* **Given task**: Rewrite the items starting at their first line and ending at the line containing "A representative example", replacing "even-odd rule" with "nonzero winding rule" and changing nothing else. Return only those lines.

* **Records for this exercise**:

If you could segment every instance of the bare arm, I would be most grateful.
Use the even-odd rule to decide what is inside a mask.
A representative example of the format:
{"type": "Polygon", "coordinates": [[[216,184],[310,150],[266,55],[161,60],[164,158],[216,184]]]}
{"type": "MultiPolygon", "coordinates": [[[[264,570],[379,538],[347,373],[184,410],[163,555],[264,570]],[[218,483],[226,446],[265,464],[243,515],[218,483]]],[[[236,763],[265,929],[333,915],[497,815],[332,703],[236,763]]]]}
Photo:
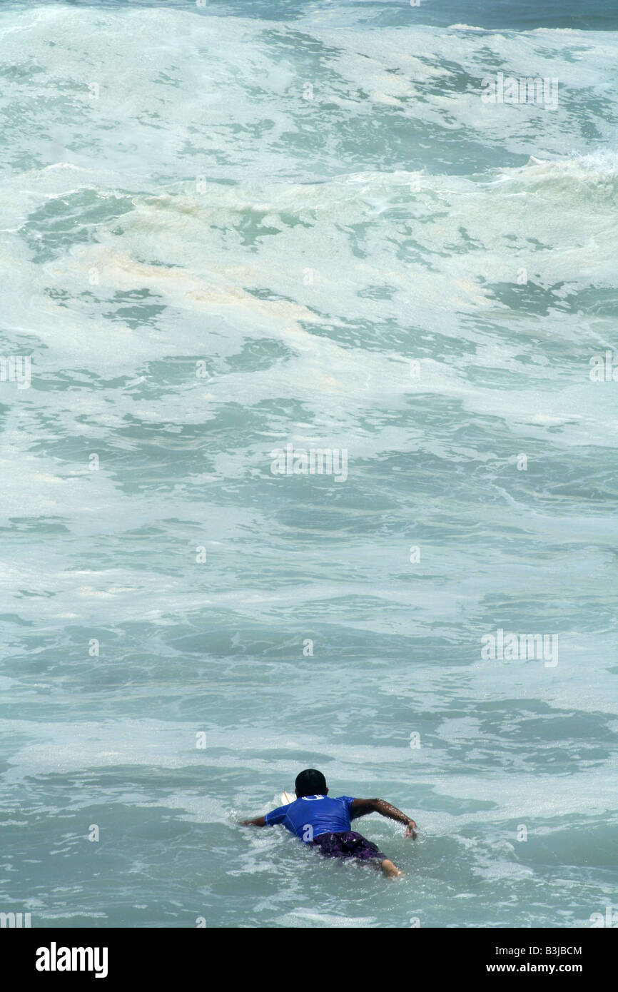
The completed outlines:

* **Task answer**:
If you could segment every instance of the bare arm, I would be most grateful.
Use the nonzero winding rule to decide what is inside a mask.
A representative example of the format:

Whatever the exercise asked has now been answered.